- **WORK REQUIRED**
In the article on Nevada rent increases, rewrite the passage from "Nationwide, more than" to "to the report.", changing "significant" to "substantial" throughout.

- **TEXT PROVIDED**

Quoting U.S. Census Bureau data, helpadvisor.com says that, during the past year, nearly 28 percent of Nevada tenants were hit with $250 a month or higher rent increases.
The numbers were published in a report by helpadvisor.com released this week.
Only Florida had a higher percentage of renters to face those kinds of increases than Nevada — 30.2 percent compared to 27.8 percent.
That is more than double the national average in rent increases exceeding $250 a month — just 11.8 percent.
Montana is right behind Nevada at 27.5 percent but after that, the percentage of renters seeing that much of a monthly increase drops dramatically. Washington State is next at 17.5 percent.
The report also ranked Nevada seventh among the states with renters paying at least $1,500 a month for their apartment or home at 43.2 percent.
In California, Hawaii and New Jersey, more than half of all renters are paying at least $1,500 a month.
Nationwide, more than a third of renters in 15 states are paying more than $1,500 a month.
Analysts for helpadvisor.com said the reasons for the steep increases are numerous but were aggravated by the growth in working remotely because of the COVID-19 pandemic. That led to a significant migration of many workers that caused a significant increase in demand in the rental markets.
“Most workers who relocated were likely to be higher-earning employees who could afford a steeper rent, further playing into the market swing,” according to the report.
Supply chain issues also added to the price inflation for many goods and impacted the rental market as well.
Additional findings indicate that nearly 60 percent of tenants who experienced a $250 or greater monthly increase are under age 40 and two thirds of them do not have a bachelor’s degree.
The Census Bureau data covers rent increases from July 2021 through July 2022. It also shows the greatest impacts are primarily in western states with the lowest impacts in some southern and eastern states. Missouri reported just 2.1 percent of rentals increasing by $250 a month or more, West Virginia 2.7 percent and Kentucky 3.1 percent.
Oklahoma and Wyoming also were below 3 percent.

- **ENTRIES SHOWN**
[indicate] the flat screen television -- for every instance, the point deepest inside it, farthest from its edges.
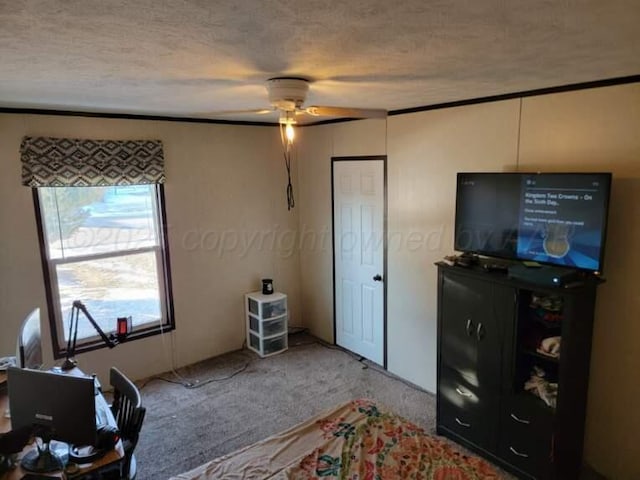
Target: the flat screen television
(550, 218)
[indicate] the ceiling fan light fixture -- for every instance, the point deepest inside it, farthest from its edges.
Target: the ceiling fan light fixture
(288, 120)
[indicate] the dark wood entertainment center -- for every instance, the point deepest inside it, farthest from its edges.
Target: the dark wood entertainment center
(488, 328)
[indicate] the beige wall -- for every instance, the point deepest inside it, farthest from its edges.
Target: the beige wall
(220, 179)
(425, 152)
(593, 129)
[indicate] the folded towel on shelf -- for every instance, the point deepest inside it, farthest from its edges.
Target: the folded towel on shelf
(541, 387)
(550, 346)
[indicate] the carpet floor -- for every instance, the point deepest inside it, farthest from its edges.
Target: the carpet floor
(237, 399)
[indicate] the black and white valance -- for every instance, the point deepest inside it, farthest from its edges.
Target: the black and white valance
(73, 162)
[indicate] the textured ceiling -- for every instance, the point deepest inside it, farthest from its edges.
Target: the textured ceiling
(189, 58)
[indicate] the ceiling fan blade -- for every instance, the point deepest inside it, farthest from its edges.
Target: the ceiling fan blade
(256, 111)
(345, 112)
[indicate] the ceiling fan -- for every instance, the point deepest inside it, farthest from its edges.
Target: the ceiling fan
(287, 96)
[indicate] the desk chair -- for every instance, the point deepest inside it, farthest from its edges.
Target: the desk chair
(129, 414)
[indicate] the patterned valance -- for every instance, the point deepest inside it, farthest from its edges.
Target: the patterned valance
(72, 162)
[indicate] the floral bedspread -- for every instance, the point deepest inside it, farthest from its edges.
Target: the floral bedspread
(358, 440)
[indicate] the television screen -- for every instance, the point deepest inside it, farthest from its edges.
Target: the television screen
(552, 218)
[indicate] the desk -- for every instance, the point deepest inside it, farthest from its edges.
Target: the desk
(112, 456)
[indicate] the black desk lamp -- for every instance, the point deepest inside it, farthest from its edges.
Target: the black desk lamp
(78, 306)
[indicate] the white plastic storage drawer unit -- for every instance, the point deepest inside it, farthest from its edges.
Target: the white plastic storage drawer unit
(267, 322)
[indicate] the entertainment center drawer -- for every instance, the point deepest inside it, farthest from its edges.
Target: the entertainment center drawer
(458, 389)
(532, 458)
(471, 423)
(526, 436)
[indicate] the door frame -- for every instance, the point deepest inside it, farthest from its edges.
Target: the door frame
(382, 158)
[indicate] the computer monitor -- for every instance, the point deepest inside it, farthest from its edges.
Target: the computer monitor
(29, 343)
(57, 406)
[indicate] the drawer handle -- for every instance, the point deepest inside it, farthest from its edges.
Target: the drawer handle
(469, 327)
(515, 452)
(463, 393)
(520, 420)
(480, 332)
(462, 424)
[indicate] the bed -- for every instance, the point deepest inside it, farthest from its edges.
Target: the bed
(358, 440)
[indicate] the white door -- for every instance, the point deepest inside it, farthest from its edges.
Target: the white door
(359, 236)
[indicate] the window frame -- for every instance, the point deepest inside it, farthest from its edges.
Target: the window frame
(164, 284)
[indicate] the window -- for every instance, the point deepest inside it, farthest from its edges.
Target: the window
(106, 247)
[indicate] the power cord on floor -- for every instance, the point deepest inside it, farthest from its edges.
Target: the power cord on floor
(366, 365)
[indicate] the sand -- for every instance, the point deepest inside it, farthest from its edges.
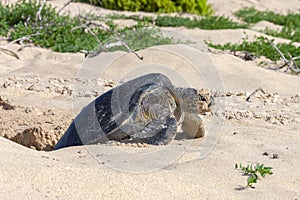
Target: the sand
(43, 91)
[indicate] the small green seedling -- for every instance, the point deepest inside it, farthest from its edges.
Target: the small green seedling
(252, 173)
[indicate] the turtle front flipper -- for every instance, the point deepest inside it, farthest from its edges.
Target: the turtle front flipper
(160, 132)
(193, 126)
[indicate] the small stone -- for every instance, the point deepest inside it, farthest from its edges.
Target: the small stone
(275, 156)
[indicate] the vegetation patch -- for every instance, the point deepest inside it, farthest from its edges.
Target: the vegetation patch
(289, 22)
(261, 46)
(253, 172)
(200, 7)
(41, 24)
(207, 23)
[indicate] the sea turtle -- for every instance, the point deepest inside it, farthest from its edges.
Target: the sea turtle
(143, 110)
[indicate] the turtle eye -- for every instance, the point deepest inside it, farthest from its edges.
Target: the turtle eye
(202, 98)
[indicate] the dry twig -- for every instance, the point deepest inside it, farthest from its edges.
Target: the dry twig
(38, 14)
(24, 38)
(65, 5)
(9, 52)
(290, 64)
(253, 93)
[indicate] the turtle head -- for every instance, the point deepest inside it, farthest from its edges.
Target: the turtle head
(206, 101)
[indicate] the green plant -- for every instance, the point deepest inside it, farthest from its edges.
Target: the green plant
(252, 173)
(200, 7)
(213, 22)
(64, 33)
(290, 22)
(261, 46)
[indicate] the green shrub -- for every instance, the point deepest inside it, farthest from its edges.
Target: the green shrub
(290, 22)
(64, 33)
(200, 7)
(261, 47)
(212, 22)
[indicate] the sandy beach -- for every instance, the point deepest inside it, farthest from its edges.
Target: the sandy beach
(42, 91)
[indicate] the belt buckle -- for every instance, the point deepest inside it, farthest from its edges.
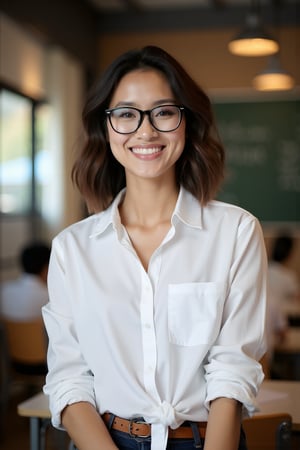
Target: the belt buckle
(133, 421)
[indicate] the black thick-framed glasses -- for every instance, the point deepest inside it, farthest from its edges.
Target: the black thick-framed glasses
(127, 119)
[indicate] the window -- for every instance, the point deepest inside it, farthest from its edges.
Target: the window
(23, 158)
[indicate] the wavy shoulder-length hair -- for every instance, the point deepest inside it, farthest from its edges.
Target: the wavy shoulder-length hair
(200, 169)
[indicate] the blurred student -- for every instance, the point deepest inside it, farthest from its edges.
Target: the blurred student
(284, 284)
(23, 298)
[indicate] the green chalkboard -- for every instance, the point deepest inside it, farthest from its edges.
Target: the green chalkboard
(262, 141)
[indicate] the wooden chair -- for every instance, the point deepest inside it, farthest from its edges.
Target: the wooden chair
(268, 432)
(26, 349)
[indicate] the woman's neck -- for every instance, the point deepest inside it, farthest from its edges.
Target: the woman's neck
(148, 204)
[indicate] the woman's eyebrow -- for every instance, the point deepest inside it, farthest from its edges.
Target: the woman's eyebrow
(163, 101)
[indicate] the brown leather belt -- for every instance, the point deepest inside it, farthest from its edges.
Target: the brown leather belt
(137, 428)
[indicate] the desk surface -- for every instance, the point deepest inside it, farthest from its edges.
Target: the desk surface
(274, 396)
(36, 406)
(280, 396)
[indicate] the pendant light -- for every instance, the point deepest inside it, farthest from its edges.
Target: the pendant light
(274, 77)
(253, 40)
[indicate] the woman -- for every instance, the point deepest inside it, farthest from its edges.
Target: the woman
(156, 312)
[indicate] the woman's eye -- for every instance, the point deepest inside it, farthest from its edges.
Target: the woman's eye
(126, 115)
(165, 113)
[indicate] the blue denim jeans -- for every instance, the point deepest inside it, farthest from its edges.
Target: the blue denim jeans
(126, 442)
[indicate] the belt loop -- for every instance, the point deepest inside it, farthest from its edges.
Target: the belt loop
(196, 435)
(111, 420)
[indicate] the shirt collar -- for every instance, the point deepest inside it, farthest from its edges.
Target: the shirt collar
(187, 210)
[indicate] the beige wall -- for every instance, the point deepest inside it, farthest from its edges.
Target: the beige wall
(204, 54)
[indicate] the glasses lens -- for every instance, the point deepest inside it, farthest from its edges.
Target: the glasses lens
(166, 117)
(125, 120)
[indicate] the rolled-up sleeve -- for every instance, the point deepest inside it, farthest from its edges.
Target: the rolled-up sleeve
(233, 369)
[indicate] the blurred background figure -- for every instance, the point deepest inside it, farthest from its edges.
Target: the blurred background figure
(283, 306)
(284, 284)
(23, 298)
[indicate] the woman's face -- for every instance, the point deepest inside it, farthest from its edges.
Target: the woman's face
(146, 153)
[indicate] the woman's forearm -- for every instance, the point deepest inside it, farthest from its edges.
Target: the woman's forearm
(86, 428)
(224, 425)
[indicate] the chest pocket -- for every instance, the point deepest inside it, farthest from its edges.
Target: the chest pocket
(194, 313)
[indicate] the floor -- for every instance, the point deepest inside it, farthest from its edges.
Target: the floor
(14, 433)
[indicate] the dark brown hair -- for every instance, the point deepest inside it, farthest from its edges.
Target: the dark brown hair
(200, 169)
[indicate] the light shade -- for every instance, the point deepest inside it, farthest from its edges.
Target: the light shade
(253, 41)
(273, 78)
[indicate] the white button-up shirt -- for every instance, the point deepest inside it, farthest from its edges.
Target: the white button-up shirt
(159, 344)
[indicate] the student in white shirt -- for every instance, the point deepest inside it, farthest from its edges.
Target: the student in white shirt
(22, 298)
(157, 300)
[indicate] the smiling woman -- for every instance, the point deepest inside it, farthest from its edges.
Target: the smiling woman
(161, 279)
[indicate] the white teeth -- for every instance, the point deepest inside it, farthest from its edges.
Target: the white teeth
(145, 151)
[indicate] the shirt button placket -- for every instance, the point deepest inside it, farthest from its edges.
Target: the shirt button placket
(148, 334)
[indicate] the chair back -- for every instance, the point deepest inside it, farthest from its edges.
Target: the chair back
(268, 431)
(26, 341)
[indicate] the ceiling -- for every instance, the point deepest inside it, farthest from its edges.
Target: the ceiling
(76, 25)
(153, 15)
(150, 5)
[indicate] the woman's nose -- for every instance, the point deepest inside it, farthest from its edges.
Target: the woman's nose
(146, 128)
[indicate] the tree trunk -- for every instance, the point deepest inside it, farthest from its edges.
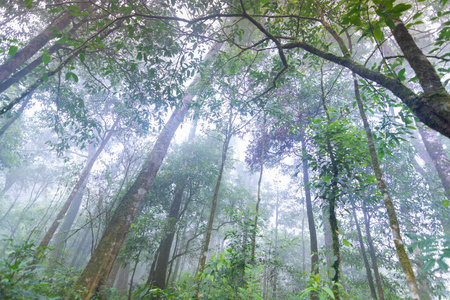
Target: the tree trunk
(332, 203)
(122, 280)
(83, 176)
(81, 245)
(159, 279)
(130, 290)
(373, 256)
(258, 201)
(112, 276)
(205, 246)
(275, 252)
(373, 294)
(431, 107)
(104, 256)
(393, 221)
(38, 42)
(30, 90)
(309, 211)
(35, 63)
(15, 117)
(438, 155)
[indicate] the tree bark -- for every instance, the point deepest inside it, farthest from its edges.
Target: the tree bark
(15, 117)
(393, 220)
(83, 176)
(159, 279)
(35, 63)
(104, 256)
(373, 294)
(258, 201)
(332, 203)
(438, 155)
(112, 276)
(373, 256)
(122, 280)
(38, 42)
(205, 246)
(309, 211)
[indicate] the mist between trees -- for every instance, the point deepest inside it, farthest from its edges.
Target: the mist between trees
(262, 149)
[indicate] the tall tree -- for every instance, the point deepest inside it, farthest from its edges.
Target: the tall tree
(99, 266)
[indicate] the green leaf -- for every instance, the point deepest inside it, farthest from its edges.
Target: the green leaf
(428, 265)
(390, 23)
(73, 75)
(401, 8)
(347, 243)
(46, 58)
(12, 50)
(417, 15)
(377, 33)
(328, 291)
(401, 75)
(442, 265)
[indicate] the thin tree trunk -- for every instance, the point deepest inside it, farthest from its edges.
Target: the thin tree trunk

- **EXERCISE OUTPUT**
Nationwide, more than a third of renters in 15 states are paying more than $1,500 a month.
Analysts for helpadvisor.com said the reasons for the steep increases are numerous but were aggravated by the growth in working remotely because of the COVID-19 pandemic. That led to a substantial migration of many workers that caused a substantial increase in demand in the rental markets.
“Most workers who relocated were likely to be higher-earning employees who could afford a steeper rent, further playing into the market swing,” according to the report.